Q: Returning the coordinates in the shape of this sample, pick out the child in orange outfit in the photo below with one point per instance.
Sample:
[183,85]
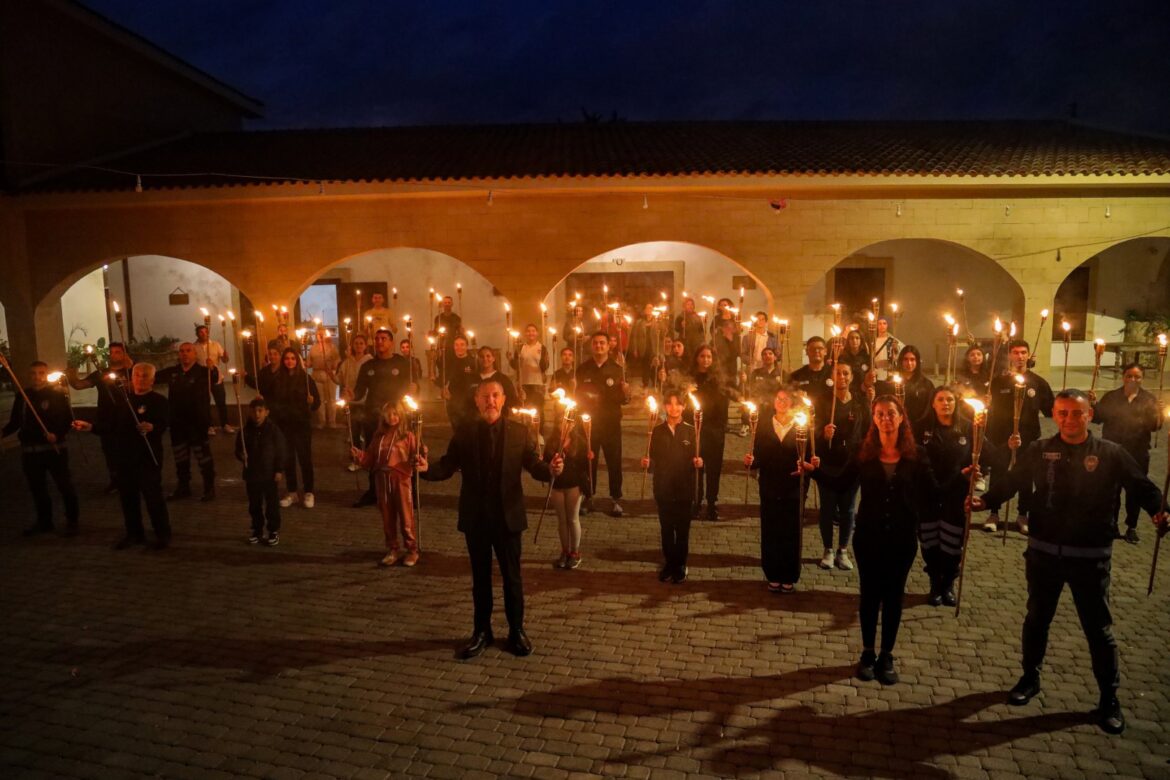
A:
[392,456]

====

● **To do**
Drop every picture, then write out the remaining entries above exactly as they appear.

● **Reply**
Q: Returning the coordinates in the shape of this sample, pick out the child in orange outfit in the photo below with one point per instance.
Sample:
[183,85]
A:
[392,456]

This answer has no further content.